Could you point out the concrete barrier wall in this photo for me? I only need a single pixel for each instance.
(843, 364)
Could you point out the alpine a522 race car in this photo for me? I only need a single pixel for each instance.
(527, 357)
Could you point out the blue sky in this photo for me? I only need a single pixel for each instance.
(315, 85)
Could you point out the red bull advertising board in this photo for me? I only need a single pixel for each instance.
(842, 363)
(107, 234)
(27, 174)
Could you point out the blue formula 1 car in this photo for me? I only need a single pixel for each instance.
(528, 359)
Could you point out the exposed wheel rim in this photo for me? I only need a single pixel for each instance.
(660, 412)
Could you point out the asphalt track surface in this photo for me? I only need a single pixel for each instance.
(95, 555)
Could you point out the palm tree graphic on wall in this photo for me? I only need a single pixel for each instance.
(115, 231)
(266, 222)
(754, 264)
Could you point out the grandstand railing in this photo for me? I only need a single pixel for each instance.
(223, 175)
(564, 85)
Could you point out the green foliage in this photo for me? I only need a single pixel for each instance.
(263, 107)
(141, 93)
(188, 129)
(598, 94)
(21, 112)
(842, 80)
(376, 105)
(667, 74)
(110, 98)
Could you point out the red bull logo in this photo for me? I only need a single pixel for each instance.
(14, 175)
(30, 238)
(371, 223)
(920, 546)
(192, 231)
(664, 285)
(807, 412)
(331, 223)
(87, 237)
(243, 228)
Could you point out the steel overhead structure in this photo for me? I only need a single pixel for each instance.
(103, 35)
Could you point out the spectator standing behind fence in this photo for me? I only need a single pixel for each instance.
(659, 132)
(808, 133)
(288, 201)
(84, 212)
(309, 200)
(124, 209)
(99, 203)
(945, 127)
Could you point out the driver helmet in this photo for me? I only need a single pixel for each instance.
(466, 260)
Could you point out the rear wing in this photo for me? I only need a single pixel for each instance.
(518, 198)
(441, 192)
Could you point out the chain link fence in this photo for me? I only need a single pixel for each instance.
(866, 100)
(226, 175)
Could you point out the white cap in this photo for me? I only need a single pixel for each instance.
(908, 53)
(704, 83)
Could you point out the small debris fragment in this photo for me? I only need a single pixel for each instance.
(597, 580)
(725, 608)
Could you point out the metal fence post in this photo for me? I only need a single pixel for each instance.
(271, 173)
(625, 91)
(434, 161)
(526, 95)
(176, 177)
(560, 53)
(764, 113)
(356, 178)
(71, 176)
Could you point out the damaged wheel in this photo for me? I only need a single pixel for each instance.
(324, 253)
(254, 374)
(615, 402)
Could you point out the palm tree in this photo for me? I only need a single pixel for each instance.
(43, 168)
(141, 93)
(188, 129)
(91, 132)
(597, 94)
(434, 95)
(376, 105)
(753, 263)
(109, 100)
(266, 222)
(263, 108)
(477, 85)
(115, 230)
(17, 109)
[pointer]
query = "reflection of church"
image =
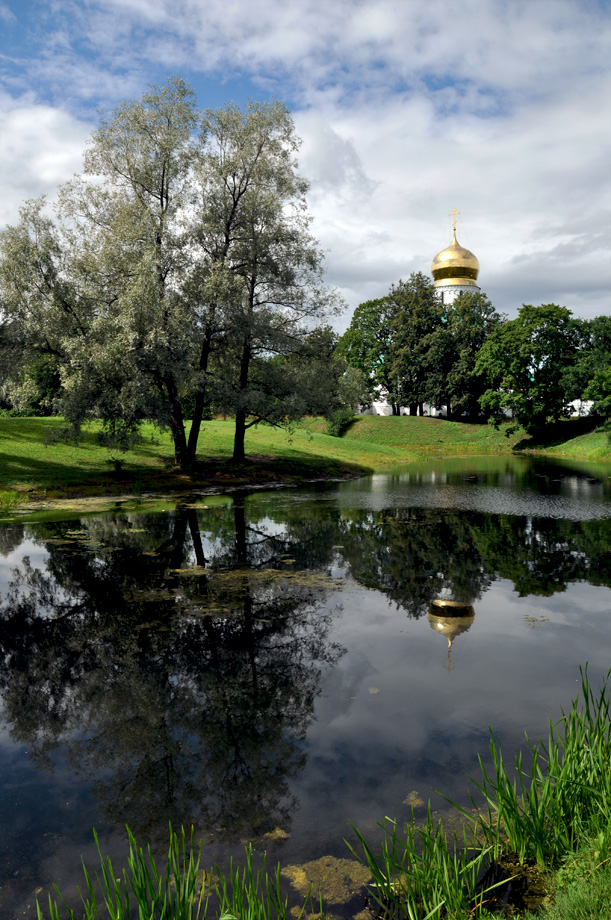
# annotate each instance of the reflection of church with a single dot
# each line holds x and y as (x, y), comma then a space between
(451, 619)
(454, 270)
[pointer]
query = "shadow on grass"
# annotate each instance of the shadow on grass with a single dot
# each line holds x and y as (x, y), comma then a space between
(558, 433)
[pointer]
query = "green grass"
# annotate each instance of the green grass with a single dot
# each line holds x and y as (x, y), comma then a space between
(557, 813)
(35, 460)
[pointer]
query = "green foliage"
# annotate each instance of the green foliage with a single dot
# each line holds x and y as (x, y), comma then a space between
(178, 891)
(599, 391)
(340, 421)
(565, 793)
(368, 346)
(180, 264)
(468, 322)
(589, 374)
(525, 362)
(420, 876)
(418, 315)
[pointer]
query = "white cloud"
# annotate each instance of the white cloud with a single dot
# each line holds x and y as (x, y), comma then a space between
(406, 109)
(40, 147)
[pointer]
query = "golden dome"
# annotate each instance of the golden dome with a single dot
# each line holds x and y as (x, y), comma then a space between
(455, 265)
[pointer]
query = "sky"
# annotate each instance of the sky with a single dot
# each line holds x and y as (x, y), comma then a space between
(406, 109)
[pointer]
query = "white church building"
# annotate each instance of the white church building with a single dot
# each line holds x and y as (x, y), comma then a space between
(454, 270)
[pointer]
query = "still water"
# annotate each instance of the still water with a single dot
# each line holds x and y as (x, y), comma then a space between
(271, 666)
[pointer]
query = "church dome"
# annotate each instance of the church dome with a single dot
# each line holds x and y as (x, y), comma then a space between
(454, 265)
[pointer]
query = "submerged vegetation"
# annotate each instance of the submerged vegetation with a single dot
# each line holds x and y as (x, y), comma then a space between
(553, 817)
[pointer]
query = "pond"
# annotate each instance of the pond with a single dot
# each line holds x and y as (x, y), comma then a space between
(274, 666)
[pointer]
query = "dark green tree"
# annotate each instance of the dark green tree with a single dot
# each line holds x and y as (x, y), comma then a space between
(454, 350)
(524, 363)
(589, 377)
(183, 251)
(368, 346)
(417, 316)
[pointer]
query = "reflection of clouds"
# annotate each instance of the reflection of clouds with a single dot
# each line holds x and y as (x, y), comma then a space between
(586, 503)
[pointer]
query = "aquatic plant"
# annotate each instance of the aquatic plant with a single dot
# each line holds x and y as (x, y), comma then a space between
(181, 891)
(542, 812)
(10, 499)
(416, 877)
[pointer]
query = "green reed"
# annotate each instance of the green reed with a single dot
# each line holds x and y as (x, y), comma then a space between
(565, 793)
(418, 877)
(181, 891)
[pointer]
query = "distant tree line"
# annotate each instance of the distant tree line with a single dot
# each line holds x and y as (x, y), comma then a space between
(179, 278)
(472, 361)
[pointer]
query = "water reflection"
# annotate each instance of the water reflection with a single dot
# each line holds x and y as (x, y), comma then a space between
(179, 662)
(181, 687)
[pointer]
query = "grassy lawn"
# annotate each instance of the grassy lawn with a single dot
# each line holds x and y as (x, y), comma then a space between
(35, 460)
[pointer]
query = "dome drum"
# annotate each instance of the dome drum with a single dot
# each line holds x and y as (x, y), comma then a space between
(449, 273)
(454, 263)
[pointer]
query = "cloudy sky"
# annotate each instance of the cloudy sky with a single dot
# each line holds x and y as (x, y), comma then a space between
(406, 109)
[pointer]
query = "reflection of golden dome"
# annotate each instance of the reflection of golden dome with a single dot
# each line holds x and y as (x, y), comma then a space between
(451, 619)
(455, 265)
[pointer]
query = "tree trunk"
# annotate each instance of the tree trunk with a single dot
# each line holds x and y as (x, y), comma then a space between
(239, 455)
(177, 427)
(240, 417)
(200, 401)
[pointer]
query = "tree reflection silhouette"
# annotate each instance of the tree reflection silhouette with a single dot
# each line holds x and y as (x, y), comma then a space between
(177, 658)
(184, 691)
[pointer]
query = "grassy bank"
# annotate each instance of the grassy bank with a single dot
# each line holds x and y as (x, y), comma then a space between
(544, 827)
(35, 461)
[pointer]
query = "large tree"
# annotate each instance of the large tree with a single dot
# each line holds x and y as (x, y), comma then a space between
(418, 314)
(256, 226)
(525, 362)
(454, 347)
(368, 346)
(180, 255)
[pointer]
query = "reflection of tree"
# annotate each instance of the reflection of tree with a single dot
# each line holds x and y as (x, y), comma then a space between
(184, 688)
(542, 555)
(413, 555)
(178, 657)
(11, 536)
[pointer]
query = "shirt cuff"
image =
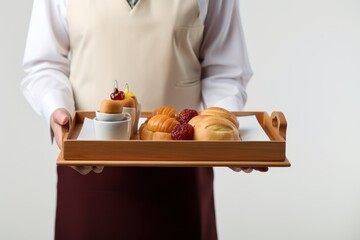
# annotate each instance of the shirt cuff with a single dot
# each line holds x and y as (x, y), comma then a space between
(52, 101)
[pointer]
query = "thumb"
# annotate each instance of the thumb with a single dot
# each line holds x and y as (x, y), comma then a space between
(61, 117)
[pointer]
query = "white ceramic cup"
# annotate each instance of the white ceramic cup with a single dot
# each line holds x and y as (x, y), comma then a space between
(113, 130)
(134, 117)
(109, 116)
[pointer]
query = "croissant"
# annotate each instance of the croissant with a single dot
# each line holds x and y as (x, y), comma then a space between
(207, 127)
(221, 112)
(165, 110)
(158, 127)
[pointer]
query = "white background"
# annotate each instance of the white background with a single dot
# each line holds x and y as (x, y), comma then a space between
(306, 60)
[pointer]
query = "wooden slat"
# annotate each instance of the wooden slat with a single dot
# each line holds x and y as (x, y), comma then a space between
(182, 153)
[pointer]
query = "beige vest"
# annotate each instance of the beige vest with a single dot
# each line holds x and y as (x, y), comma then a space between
(154, 47)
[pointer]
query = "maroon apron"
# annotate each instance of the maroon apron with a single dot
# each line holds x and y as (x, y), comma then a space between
(136, 203)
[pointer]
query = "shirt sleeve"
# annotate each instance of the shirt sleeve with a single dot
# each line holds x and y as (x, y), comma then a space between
(46, 85)
(225, 64)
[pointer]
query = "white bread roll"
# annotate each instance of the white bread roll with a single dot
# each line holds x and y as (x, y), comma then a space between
(209, 128)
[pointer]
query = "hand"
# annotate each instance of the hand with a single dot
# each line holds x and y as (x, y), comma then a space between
(249, 170)
(59, 118)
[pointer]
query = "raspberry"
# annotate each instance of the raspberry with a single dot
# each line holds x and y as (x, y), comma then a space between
(185, 115)
(183, 132)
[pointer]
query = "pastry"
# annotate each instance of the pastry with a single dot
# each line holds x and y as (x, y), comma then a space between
(158, 127)
(221, 112)
(210, 127)
(165, 110)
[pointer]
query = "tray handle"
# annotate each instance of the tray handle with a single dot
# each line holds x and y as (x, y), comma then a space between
(279, 123)
(65, 131)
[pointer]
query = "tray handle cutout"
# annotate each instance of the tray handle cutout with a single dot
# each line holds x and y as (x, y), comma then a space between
(65, 131)
(279, 123)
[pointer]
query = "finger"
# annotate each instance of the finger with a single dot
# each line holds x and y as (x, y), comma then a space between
(83, 170)
(247, 170)
(98, 169)
(262, 169)
(61, 117)
(236, 169)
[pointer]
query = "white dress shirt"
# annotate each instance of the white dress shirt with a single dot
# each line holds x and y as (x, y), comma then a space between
(225, 66)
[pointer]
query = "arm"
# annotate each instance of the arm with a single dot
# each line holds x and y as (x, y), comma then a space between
(225, 65)
(46, 85)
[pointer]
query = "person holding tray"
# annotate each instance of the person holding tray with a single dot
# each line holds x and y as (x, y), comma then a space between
(181, 53)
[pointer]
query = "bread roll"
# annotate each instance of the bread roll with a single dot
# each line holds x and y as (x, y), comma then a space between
(221, 112)
(158, 127)
(165, 110)
(207, 128)
(111, 106)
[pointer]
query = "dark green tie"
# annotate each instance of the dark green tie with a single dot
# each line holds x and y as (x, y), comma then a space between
(132, 3)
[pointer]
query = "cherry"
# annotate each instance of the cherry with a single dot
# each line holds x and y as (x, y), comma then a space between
(116, 94)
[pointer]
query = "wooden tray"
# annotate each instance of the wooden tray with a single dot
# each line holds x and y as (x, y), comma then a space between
(136, 152)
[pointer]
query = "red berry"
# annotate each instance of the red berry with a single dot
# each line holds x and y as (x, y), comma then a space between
(186, 115)
(117, 95)
(183, 132)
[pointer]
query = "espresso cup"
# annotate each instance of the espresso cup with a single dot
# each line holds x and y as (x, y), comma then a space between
(113, 130)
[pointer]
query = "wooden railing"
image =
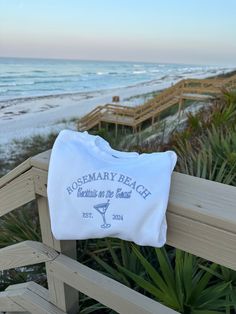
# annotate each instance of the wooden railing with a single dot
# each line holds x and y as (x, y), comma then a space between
(184, 89)
(201, 219)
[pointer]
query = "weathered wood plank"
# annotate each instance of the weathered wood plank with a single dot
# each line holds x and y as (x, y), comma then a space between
(203, 240)
(16, 172)
(203, 200)
(41, 160)
(63, 296)
(32, 298)
(104, 289)
(6, 304)
(25, 253)
(17, 193)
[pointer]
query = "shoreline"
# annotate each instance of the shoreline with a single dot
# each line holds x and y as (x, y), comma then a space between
(28, 116)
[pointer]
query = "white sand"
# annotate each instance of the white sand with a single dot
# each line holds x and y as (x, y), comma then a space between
(40, 115)
(25, 117)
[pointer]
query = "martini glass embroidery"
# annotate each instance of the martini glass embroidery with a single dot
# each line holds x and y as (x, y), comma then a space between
(102, 208)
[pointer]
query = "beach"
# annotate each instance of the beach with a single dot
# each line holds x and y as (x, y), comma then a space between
(45, 109)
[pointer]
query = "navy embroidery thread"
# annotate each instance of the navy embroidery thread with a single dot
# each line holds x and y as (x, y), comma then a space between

**Task directions**
Above are some records. Copy each of their lines that holds the string "slat".

**Answer to this problem**
query = "wooden slat"
# annotate each instance of the wooden slat with a single dot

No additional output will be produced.